* Supplied passage
+--
The pact is aimed at lowering or eliminating a host of tariffs and other barriers on cars, dairy, meat, wheat and thousands of other products.

Perhaps more important are commercial rules-of-the-road on everything from labor and environmental standards to intellectual-property protections for pharmaceuticals and movies.

A handful of sensitive issues remain before U.S. Trade Representative Michael Froman and other trade ministers can sign the agreement, which could happen as soon as next month.

Still unresolved are the degree to which Japan will open its agricultural markets, the length of protection for pharmaceutical companies' new biologic drugs, and Canada's protections of its dairy and other markets, according to people following the talks. Other countries in the deal are Brunei, Chile, Mexico, New Zealand, Peru and Singapore.

If the TPP is completed in July, it could take six months or more for the agreement to get a final vote in Congress, thanks to delays built into the legislation and necessary legal and bureaucratic steps.

The earliest possible time for a congressional vote will be in the fall.

When the text of the agreement is first published in full after the ministers' signing, it is all but certain to trigger a chorus of specific criticisms from environmental and labor groups, consumer watchdogs and even religious leaders worried about the deal's effect on the affordability of medicine.

"When the inexcusable and anti-democratic veil of secrecy surrounding the TPP is finally lifted and the American people see what is actually in the agreement, they are going to force their representatives in Washington to vote that deal down," said Robert Weissman, president of Public Citizen, a government watchdog group opposing both fast-track and the Pacific deal.

"There will be another whole battle over TPP," said Susan Schwab, former U.S. trade representative in the George W. Bush administration. "In a complicated trade agreement, [critics] are always going to be able to point to things they say are bad."

While most large U.S. companies back the TPP, some domestically focused American manufacturers are pressing lawmakers to defeat the deal over concerns it would unleash a flood of cheap imports from competitors.

Drug makers are among the top firms lobbying for the TPP, eyeing strong patent protections for drugs and a bigger role in setting government health policy.

Left-leaning groups and some health professionals have criticized such rules on humanitarian grounds, warning of higher medicine prices.

One wild card is the auto industry, which some economists say could be hurt by an relative increase in imports, depending on the size and timing of expected U.S. tariff cuts to cars, trucks and parts imported from Japan.

Some of the pact's most vocal critics are lawmakers from auto states such as Michigan and Ohio. For their part, the big three U.S. auto makers have taken a more nuanced approach, demanding strong rules to prevent Japan and other countries from cheapening their currencies to gain a competitive advantage in the future, as well as policies to help them sell more cars in Japan.

"We would like to be in a position to support the TPP, but in order to do that the TPP has to address currency manipulation and a lot of other non-tariff barriers in a meaningful way," said Matt Blunt, head of the American Automotive Policy Council, which represents the big Detroit auto makers.
+--
[Saved entries]
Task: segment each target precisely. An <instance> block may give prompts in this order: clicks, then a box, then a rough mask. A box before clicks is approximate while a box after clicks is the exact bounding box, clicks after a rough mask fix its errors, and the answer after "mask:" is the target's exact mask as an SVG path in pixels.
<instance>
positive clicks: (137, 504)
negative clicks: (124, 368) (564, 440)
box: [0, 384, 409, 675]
+--
* To do
Quote the trade pact article word for word, everything from "Drug makers are" down to "cars in Japan.". The saved entries have no part in what comes next.

* Exercise output
Drug makers are among the top firms lobbying for the TPP, eyeing strong patent protections for drugs and a bigger role in setting government health policy.

Left-leaning groups and some health professionals have criticized such rules on humanitarian grounds, warning of higher medicine prices.

One wild card is the auto industry, which some economists say could be hurt by an relative increase in imports, depending on the size and timing of expected U.S. tariff cuts to cars, trucks and parts imported from Japan.

Some of the pact's most vocal critics are lawmakers from auto states such as Michigan and Ohio. For their part, the big three U.S. auto makers have taken a more nuanced approach, demanding strong rules to prevent Japan and other countries from cheapening their currencies to gain a competitive advantage in the future, as well as policies to help them sell more cars in Japan.